### What to produce
Write the lines below out exactly, dropping each picture.

======== The input

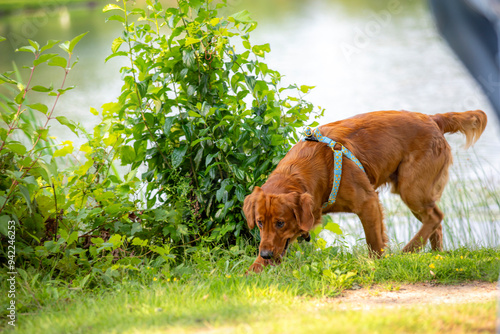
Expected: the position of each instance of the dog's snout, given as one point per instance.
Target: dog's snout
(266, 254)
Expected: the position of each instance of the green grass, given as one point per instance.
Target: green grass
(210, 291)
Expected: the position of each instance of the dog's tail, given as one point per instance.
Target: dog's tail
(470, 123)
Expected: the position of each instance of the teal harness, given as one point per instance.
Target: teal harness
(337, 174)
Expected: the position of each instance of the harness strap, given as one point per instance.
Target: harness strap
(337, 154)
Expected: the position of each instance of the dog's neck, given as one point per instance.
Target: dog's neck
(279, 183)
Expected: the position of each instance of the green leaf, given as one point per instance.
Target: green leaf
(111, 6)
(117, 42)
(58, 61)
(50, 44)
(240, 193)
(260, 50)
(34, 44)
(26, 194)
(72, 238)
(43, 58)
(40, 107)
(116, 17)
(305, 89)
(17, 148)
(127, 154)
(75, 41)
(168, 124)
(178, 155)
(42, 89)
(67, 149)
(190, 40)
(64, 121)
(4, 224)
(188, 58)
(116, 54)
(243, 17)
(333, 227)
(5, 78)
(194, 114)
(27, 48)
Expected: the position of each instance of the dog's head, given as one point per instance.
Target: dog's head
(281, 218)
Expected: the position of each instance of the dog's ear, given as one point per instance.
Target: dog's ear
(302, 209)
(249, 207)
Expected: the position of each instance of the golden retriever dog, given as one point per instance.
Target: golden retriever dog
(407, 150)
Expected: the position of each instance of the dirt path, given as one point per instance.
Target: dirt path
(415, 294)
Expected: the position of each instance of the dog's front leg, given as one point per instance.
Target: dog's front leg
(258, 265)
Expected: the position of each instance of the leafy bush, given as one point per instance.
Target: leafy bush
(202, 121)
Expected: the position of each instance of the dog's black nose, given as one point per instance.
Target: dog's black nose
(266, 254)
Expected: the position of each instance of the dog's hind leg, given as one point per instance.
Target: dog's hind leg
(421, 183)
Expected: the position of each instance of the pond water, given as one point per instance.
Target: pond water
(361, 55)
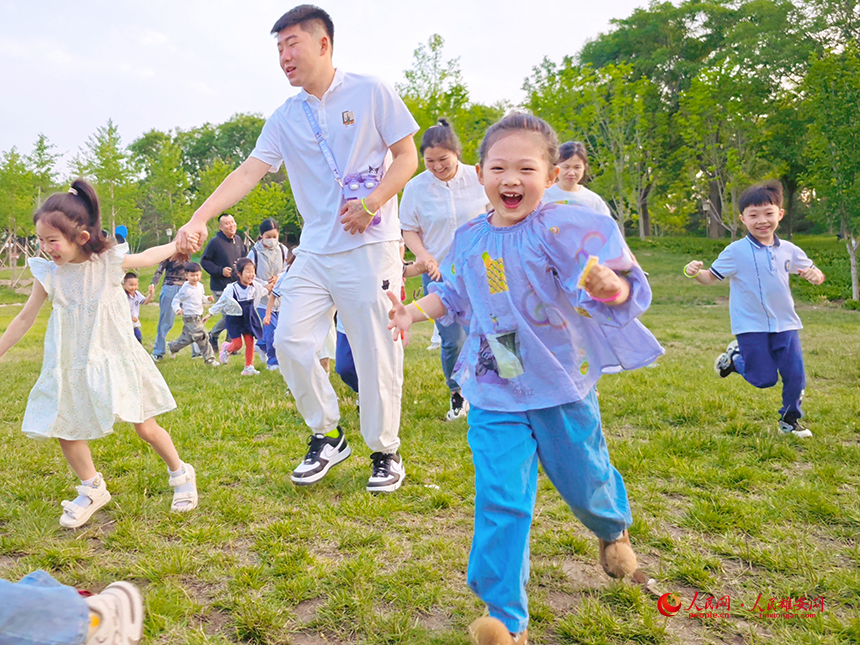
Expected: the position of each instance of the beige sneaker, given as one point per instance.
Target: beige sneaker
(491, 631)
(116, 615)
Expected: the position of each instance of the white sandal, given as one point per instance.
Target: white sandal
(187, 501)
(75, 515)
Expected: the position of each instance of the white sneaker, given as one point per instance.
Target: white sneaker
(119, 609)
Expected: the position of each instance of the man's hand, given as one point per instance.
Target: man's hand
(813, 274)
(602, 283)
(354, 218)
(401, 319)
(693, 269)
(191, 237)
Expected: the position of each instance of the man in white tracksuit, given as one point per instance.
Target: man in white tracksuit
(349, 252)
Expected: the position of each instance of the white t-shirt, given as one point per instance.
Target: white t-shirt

================

### Response area
Expected: the position of each instance of the dog's snout, given as one point per instance.
Target: dog's snout
(266, 254)
Expected: the position of each instance of the green grass, given as one point per instance.
Target: green grass
(210, 291)
Expected: the position of each instance of the dog's tail, given as one point per instance.
Target: dog's tail
(470, 123)
Expected: the position of each instance of the teal harness, given as one point per instance.
Target: teal harness
(337, 174)
Expected: the position of each instance of the harness strap, given as one point per instance.
Target: harness strap
(337, 154)
Expected: the position of each instance of the dog's neck, given as one point per instance.
Target: dog's neck
(279, 183)
Expected: the position of each instance of the green leaf, given as one point per instance.
Target: green leaf
(111, 6)
(117, 42)
(58, 61)
(50, 44)
(240, 193)
(260, 50)
(34, 44)
(26, 194)
(72, 238)
(43, 58)
(40, 107)
(116, 17)
(305, 89)
(17, 148)
(127, 154)
(75, 41)
(168, 124)
(178, 155)
(42, 89)
(67, 149)
(190, 40)
(64, 121)
(4, 224)
(188, 58)
(116, 54)
(243, 17)
(333, 227)
(5, 78)
(194, 114)
(27, 48)
Expected: the position of each instance of the dog's head, given as one point per instance.
Target: dog's head
(281, 218)
Expected: the position of each instance of the dog's ear, given as one point per instance.
Target: dog's ear
(302, 209)
(249, 207)
Expected: the position of each instance of the golden retriever dog, given as one point per instance.
Target: golden retriever dog
(407, 150)
Expected: the position of each instance of the dirt path, given as one point per instance.
Target: dirt path
(415, 294)
Expected: the position of each instance of the dog's front leg, given as one point per instance.
Target: dog's front leg
(258, 265)
Expected: the position of each instance of the leafy bush, given as one point per instance.
Target: leafy bush
(202, 121)
Expected: the position of each instance of the dog's black nose, given as one point per instance.
Target: dog's black nose
(266, 254)
Expected: the position of each instance of the dog's hind leg, given as one point per instance.
Target: dog's hind leg
(421, 183)
Expected: the position of each instance of the pond water, given as one point per instance.
Target: pond water
(361, 55)
Expected: the position of each instance of the beige sneaker, given as one point per instance.
Target: beige sneaker
(491, 631)
(116, 615)
Expected: the position of each instance of the white sandal, given as one point per instance.
Target: white sandal
(187, 501)
(75, 515)
Expected: the position of each instance of the white sneaker, given as one point per instance.
Target: white sneaker
(119, 609)
Expected: the position of each instance of the man's hand, given as one point per instance.
Target: man's hand
(813, 274)
(602, 283)
(354, 218)
(401, 319)
(693, 269)
(191, 237)
Expected: the position of each instance of the man in white tracksuit, given as one point per instance.
Target: man in white tracksuit
(349, 252)
Expected: the position of each instance of the white t-shirt, given as one point per instance.
Target: white t-shirt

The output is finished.